Task instructions: Raise every point coordinate in the answers by 71 and reproduce the records that start at the line containing "Please put a dot on every instance of the tortoiseshell" and stop after the line containing "<point>838,392</point>", with each request kept as is. Return only those lines.

Stored data entries:
-.-.-

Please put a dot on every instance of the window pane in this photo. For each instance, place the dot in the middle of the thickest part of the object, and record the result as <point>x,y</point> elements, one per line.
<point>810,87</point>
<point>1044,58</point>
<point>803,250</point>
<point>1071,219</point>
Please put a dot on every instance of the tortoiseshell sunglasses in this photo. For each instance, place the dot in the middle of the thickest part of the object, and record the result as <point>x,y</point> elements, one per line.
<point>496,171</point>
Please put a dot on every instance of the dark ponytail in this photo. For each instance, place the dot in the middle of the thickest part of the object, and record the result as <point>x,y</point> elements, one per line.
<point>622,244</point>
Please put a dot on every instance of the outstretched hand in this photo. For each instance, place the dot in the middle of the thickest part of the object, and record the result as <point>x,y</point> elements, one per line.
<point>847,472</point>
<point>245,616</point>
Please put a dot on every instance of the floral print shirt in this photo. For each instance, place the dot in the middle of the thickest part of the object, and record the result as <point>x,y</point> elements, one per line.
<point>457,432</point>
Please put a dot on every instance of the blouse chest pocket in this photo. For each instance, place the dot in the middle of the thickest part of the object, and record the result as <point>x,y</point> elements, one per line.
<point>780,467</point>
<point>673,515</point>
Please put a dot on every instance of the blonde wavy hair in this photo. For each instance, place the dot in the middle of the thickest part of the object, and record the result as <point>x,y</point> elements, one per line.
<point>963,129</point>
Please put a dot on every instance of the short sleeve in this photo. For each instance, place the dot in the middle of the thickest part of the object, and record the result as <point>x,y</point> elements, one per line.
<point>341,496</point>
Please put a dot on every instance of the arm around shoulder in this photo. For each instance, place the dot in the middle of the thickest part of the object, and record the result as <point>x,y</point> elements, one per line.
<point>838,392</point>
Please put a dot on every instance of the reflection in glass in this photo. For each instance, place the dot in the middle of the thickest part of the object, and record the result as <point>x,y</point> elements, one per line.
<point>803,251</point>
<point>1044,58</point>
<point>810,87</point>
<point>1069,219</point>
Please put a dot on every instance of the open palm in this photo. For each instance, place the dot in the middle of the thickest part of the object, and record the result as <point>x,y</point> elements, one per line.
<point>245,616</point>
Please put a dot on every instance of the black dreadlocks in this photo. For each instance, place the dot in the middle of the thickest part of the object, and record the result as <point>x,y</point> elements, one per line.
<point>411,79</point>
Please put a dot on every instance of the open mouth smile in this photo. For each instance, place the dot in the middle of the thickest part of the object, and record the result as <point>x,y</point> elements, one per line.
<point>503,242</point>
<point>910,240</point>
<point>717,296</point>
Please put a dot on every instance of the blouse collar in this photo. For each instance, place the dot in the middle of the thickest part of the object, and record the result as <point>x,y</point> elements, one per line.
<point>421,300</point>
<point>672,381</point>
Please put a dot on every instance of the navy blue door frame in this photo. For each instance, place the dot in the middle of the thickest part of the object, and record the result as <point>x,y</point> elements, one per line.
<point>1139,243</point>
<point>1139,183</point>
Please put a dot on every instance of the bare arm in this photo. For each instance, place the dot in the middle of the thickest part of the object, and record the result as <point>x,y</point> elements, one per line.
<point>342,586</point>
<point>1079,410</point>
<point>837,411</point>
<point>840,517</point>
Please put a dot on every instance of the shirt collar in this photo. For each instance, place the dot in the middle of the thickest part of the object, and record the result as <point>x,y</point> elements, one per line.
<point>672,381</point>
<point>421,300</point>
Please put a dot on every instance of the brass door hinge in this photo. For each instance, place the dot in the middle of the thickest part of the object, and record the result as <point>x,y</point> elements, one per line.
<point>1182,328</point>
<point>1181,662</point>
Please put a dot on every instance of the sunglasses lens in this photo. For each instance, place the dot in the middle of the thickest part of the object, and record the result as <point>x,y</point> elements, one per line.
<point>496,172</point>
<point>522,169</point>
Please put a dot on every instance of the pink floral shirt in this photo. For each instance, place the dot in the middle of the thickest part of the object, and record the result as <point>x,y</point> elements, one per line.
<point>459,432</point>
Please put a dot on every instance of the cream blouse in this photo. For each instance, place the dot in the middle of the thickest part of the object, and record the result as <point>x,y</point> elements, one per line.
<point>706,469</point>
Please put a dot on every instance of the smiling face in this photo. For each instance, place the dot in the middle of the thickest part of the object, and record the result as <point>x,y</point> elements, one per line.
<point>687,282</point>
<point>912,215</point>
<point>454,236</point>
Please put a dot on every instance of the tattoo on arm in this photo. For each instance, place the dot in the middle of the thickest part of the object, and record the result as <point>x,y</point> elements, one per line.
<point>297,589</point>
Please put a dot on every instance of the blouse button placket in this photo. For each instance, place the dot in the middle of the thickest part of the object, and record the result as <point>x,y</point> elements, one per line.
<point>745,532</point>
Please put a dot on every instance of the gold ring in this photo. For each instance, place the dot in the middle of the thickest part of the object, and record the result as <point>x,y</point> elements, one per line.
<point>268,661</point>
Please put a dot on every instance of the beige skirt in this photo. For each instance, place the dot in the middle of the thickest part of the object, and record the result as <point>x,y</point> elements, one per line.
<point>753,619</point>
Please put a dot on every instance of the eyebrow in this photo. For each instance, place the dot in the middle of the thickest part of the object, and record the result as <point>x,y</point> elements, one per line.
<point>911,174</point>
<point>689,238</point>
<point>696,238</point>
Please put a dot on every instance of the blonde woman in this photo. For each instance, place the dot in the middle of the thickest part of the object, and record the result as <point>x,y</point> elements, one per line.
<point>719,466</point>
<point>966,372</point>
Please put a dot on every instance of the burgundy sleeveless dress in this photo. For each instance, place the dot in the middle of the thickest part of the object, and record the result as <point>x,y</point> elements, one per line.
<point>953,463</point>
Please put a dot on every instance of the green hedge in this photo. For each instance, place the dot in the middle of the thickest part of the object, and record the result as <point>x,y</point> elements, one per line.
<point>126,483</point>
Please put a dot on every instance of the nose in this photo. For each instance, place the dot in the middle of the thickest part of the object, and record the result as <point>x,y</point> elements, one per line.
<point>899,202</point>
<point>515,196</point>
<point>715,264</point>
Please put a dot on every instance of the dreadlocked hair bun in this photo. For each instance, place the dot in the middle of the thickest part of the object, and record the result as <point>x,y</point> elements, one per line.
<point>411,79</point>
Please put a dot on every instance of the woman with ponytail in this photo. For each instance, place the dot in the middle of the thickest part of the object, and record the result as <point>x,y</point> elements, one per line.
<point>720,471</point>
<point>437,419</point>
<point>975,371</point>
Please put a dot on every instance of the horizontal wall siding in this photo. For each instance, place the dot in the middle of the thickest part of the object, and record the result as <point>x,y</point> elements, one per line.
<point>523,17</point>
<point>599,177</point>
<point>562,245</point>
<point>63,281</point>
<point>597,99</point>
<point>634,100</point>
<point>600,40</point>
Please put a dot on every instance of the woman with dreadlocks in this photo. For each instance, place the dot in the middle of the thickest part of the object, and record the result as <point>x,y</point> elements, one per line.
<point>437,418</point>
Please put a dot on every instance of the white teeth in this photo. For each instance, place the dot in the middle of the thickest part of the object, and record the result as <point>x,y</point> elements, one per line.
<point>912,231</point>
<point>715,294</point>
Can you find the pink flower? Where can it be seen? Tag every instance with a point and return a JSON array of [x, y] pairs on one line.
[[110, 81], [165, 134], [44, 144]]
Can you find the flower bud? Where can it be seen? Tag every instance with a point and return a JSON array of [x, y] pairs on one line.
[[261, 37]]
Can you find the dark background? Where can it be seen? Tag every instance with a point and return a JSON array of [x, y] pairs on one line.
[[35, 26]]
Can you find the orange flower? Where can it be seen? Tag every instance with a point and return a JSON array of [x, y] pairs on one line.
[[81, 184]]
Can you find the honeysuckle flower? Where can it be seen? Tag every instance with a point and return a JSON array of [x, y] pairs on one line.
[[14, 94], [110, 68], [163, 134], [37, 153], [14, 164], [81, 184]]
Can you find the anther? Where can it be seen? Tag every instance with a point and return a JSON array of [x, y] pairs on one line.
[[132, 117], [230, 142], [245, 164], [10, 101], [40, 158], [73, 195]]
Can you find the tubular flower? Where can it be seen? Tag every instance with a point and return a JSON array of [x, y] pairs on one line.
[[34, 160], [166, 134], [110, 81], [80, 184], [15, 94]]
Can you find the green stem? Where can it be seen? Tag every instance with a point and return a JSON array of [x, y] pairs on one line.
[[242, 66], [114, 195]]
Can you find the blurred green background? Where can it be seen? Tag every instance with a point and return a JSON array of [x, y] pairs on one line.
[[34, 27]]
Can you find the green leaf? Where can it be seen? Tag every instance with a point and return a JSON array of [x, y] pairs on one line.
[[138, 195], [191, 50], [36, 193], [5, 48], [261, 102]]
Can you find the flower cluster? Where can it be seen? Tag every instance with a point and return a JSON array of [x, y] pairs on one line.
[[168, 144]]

-.-.-

Exercise answer:
Please put a dot on every instance of the tortoiseshell sunglasses in this photo. For each instance, place the dot in the middle of the thickest part of the object, and record the result as <point>x,y</point> elements, one per line.
<point>567,242</point>
Please put a dot on every instance of the dark ponytail in this photo. For each instance, place the dot in the middle of the thickest part of the object, and record the result as <point>x,y</point> elements, one per line.
<point>693,315</point>
Please put a dot on every instance of the outstretched hand in this photo. For each instance, place the dot in the middle of the thickest part of the object, and record the result as <point>x,y</point> elements, one per line.
<point>918,543</point>
<point>316,687</point>
Please put a dot on every instance of the floral print shirt in this photo. For each instance, place the dot in the middle of the thickest part of the object, and record the result as <point>x,y</point> elements, one per line.
<point>528,503</point>
Please put a dot on every instance of the blouse chest pocket in this photo. For each instance, place the dot in the middle of the thickest part of the object, and record the result as <point>x,y</point> elements, one per line.
<point>851,538</point>
<point>744,586</point>
Please put a dot on every instance of the blonde wavy hair in this photo. For each instance, place the dot in the middle of the thickest part of the object, and record the result as <point>x,y</point> elements, one per line.
<point>1034,200</point>
Please put a dot on every instance of the short sleeve in this photo. For each instance, place the dot in the middle of the thickest part of the object, and record the result as <point>x,y</point> elements, one per line.
<point>412,567</point>
Please put a dot on every instance of the arm around shoulder in this photo. For each instance, place the dot in the middle of the thickest part of the object, and record the result as <point>x,y</point> elements, one per line.
<point>909,463</point>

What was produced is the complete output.